TASK ITEM: Return verbatim all lines from the first one in the records to the line with "negative clicks: (1726, 324) (1829, 295)", both ends kept.

Stored data
----

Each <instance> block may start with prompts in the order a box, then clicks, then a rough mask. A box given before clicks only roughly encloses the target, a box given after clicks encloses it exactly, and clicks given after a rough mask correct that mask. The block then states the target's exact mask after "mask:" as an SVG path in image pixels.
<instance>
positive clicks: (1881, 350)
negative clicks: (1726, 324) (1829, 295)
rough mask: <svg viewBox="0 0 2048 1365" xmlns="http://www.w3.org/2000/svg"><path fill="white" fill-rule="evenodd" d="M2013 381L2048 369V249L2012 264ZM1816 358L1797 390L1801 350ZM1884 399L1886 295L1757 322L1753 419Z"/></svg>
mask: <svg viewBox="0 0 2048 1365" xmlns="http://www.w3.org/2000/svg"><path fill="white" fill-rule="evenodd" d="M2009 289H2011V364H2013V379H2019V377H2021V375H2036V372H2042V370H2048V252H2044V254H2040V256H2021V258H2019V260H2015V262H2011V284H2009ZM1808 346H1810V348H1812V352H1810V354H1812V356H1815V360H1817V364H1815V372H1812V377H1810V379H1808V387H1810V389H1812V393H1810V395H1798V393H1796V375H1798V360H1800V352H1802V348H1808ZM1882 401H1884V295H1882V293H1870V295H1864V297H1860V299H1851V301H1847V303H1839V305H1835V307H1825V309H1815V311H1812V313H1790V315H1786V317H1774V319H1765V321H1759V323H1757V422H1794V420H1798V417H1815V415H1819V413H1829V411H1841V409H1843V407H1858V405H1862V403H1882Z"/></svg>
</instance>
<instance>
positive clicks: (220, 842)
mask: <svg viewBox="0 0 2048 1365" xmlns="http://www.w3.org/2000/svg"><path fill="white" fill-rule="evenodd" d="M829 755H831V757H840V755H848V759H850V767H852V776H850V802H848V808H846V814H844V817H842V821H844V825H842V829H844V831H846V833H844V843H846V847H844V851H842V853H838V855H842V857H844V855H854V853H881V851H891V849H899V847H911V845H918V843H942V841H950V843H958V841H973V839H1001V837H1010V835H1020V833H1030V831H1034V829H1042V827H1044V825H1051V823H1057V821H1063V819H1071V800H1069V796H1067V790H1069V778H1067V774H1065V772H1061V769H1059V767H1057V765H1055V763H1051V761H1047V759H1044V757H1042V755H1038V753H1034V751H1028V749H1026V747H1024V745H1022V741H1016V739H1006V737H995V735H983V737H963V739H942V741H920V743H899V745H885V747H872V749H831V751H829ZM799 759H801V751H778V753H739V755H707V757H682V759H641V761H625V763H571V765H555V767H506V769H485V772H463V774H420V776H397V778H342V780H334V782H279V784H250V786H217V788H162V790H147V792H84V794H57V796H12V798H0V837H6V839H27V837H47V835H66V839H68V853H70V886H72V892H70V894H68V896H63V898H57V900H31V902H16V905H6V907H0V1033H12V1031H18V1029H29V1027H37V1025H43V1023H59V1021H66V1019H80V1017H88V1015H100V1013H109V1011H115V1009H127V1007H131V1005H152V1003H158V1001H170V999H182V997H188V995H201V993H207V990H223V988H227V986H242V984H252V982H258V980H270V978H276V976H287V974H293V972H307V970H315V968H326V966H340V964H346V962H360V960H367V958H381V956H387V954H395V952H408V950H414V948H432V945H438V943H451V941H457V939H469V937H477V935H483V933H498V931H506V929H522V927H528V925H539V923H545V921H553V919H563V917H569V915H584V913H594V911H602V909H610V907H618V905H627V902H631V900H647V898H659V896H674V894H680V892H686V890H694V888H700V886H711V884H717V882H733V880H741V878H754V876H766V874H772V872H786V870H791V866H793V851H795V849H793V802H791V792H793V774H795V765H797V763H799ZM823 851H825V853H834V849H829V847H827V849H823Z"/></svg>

----

RESPONSE BELOW:
Each <instance> block may start with prompts in the order a box, then clicks, then a rough mask. A box given before clicks only roughly encloses the target, a box given after clicks encloses it exactly, and clicks given after a rough mask correct that mask. The block then states the target's exact mask after "mask:" as an SVG path in image pixels.
<instance>
positive clicks: (1881, 350)
negative clicks: (1726, 324) (1829, 295)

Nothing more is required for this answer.